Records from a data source
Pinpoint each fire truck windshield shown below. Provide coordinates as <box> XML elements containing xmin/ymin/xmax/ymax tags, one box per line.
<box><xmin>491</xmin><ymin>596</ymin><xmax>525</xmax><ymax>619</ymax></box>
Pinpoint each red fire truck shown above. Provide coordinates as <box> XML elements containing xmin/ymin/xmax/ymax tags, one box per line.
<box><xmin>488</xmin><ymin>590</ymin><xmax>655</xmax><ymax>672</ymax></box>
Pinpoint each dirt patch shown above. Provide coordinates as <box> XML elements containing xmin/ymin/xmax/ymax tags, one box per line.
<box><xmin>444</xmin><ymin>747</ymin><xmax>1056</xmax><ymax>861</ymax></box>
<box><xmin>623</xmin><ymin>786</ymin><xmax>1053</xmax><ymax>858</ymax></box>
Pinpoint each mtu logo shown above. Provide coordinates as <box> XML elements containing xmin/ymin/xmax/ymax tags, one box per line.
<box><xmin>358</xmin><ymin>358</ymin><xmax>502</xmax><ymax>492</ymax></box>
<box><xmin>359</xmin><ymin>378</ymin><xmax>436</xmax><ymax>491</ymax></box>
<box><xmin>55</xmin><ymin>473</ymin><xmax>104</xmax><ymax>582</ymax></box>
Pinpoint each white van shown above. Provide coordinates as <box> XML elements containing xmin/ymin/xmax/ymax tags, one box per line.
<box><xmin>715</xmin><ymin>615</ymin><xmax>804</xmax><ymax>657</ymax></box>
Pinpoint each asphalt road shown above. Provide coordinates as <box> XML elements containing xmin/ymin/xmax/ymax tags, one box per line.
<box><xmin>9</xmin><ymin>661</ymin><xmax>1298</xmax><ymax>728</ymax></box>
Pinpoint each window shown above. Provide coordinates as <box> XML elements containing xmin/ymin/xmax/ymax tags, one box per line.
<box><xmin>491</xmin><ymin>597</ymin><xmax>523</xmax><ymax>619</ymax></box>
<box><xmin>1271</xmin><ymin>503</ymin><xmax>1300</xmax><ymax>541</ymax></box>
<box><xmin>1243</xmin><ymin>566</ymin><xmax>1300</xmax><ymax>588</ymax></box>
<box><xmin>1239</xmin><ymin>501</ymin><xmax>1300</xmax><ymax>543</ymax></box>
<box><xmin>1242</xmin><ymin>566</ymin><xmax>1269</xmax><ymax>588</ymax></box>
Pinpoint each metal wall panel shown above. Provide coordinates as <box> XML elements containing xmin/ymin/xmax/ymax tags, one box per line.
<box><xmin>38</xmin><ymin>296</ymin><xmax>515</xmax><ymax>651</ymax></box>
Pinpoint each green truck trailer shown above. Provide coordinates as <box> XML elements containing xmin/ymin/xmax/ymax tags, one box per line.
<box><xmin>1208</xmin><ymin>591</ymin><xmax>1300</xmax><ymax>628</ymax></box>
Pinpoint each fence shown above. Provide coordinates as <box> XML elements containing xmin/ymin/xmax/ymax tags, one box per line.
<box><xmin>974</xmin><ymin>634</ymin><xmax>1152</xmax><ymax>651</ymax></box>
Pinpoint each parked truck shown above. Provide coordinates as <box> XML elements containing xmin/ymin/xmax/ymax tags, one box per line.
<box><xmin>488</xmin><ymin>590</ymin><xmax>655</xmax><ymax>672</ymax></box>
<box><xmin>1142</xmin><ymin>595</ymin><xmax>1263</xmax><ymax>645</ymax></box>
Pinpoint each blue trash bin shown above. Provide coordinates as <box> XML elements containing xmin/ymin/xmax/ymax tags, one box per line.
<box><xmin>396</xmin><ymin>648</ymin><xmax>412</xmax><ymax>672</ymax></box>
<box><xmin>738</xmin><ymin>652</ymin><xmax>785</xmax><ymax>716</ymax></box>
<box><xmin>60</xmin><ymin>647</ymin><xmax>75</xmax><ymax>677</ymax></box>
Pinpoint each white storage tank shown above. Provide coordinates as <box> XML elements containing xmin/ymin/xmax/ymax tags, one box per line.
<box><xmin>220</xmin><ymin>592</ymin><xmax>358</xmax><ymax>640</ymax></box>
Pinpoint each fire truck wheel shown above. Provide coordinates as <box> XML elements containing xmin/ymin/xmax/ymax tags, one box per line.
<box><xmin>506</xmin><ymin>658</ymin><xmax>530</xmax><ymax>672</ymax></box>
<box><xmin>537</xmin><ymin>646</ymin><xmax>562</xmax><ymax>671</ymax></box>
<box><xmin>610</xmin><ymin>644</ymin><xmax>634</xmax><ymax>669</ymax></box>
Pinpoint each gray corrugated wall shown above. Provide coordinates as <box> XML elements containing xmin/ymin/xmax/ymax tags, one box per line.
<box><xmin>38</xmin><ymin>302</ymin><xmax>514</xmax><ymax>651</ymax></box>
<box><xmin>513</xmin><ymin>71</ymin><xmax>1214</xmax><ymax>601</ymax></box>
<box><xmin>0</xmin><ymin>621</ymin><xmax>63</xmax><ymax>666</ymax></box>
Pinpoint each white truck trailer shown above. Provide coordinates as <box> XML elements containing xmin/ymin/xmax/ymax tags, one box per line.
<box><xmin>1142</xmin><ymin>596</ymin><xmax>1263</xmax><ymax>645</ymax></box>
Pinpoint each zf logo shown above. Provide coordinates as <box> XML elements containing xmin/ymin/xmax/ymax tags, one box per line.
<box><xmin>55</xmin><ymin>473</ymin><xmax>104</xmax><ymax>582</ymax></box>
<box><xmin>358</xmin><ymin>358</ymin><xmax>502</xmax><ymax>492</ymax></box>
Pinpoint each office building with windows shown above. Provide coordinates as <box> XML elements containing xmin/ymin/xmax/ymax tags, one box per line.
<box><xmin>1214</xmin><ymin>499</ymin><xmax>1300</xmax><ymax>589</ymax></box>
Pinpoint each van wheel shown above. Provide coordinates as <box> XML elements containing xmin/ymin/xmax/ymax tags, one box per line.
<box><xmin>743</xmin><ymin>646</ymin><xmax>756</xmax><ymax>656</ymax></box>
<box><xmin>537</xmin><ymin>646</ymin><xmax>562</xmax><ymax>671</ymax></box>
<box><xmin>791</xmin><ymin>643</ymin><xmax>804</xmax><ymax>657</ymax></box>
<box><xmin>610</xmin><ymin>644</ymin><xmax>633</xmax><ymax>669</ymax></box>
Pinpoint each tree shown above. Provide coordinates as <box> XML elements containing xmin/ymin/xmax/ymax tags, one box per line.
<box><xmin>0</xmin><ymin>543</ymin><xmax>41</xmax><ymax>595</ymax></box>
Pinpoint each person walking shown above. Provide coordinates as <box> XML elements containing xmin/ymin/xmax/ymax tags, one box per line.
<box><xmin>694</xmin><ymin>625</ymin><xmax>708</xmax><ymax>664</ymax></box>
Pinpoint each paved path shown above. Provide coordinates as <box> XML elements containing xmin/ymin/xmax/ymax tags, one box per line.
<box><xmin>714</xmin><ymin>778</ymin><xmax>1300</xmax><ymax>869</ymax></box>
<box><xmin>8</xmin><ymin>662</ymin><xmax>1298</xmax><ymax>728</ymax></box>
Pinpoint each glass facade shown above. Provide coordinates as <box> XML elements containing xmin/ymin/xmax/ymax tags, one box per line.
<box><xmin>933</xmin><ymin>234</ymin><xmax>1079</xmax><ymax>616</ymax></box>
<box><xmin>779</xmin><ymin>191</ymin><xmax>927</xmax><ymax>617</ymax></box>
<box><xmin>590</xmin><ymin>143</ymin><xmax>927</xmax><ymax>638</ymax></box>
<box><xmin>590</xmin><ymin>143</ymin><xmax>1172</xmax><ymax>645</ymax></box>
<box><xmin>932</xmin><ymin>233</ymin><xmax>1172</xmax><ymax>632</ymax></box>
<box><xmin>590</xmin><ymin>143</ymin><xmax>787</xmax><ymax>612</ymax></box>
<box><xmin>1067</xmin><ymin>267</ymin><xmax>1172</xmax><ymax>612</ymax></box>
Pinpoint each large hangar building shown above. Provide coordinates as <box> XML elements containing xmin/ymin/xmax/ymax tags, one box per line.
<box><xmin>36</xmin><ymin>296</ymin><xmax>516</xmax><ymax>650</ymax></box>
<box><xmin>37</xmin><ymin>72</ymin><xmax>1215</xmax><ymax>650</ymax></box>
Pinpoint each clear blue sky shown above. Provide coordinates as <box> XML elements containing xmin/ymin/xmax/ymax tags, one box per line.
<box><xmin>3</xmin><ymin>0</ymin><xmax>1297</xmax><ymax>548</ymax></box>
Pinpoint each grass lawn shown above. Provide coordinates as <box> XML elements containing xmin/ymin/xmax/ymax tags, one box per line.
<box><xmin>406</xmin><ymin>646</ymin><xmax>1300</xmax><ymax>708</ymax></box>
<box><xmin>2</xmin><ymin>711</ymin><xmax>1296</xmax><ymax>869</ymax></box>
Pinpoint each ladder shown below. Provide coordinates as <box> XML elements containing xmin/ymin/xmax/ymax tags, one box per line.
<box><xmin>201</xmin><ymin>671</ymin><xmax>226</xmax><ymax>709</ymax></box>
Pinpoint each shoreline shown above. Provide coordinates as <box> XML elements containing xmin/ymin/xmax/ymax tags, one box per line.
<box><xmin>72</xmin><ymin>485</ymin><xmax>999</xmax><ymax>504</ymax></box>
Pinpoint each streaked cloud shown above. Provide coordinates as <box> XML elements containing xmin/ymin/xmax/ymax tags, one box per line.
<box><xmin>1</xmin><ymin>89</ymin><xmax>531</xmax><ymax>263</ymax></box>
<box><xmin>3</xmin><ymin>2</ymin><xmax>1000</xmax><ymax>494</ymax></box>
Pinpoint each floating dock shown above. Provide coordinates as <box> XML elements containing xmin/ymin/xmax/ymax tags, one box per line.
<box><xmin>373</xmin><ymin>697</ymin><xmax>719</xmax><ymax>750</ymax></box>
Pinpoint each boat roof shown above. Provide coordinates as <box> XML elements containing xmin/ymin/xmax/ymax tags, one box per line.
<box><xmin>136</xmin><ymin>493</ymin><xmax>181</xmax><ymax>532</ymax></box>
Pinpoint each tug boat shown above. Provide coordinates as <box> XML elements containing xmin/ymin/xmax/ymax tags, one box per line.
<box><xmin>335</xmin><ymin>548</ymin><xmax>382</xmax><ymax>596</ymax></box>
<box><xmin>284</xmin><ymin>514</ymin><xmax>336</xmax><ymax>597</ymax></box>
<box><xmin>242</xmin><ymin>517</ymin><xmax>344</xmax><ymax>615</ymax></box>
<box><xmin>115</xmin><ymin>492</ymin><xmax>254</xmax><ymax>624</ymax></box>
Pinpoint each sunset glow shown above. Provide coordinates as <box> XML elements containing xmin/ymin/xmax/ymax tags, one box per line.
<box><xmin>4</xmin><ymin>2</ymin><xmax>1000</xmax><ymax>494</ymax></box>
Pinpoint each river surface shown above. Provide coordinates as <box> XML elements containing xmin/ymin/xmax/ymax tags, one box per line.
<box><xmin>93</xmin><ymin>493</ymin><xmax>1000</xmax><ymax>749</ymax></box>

- [Task details]: Which lines run from the one containing "Pinpoint each shoreline" to the end of the data? Output them exactly, with nothing added.

- [Result of this exercise]:
Pinpoint each shoreline shown above. Provide coordinates as <box> XML elements containing xmin/ymin/xmax/ymax tags, one box per line.
<box><xmin>72</xmin><ymin>485</ymin><xmax>999</xmax><ymax>504</ymax></box>
Pinpoint each streaked cloud shown above. Provide coordinates as <box> XML elements containing xmin/ymin/xmax/ymax tags, one box per line.
<box><xmin>1</xmin><ymin>89</ymin><xmax>531</xmax><ymax>263</ymax></box>
<box><xmin>3</xmin><ymin>2</ymin><xmax>1000</xmax><ymax>494</ymax></box>
Pinpoint each floating dock shown above. Provide coordinates as <box> XML elements containing xmin/ymin/xmax/ymax tags, one box per line.
<box><xmin>373</xmin><ymin>697</ymin><xmax>719</xmax><ymax>750</ymax></box>
Pinpoint each boat roof shown above. Provide coordinates as <box> XML elements containing xmin/ymin/xmax/ymax tags, one box per line.
<box><xmin>136</xmin><ymin>493</ymin><xmax>181</xmax><ymax>532</ymax></box>
Pinpoint each tug boat shown above. Provide coordinates as <box> XML elements containing xmin/ymin/xmax/ymax tags, one box per line.
<box><xmin>335</xmin><ymin>548</ymin><xmax>382</xmax><ymax>596</ymax></box>
<box><xmin>284</xmin><ymin>514</ymin><xmax>336</xmax><ymax>597</ymax></box>
<box><xmin>242</xmin><ymin>517</ymin><xmax>344</xmax><ymax>615</ymax></box>
<box><xmin>115</xmin><ymin>492</ymin><xmax>254</xmax><ymax>624</ymax></box>
Pinpoint each sunset glow shown above. Provide coordinates as <box> XML elements containing xmin/ymin/xmax/ymax tags, one box per line.
<box><xmin>4</xmin><ymin>2</ymin><xmax>1000</xmax><ymax>494</ymax></box>
Pinpoint each river surface shown above. Provide coordinates as <box> XML elements containing xmin/ymin/xmax/ymax tags, one box per line.
<box><xmin>93</xmin><ymin>493</ymin><xmax>1000</xmax><ymax>749</ymax></box>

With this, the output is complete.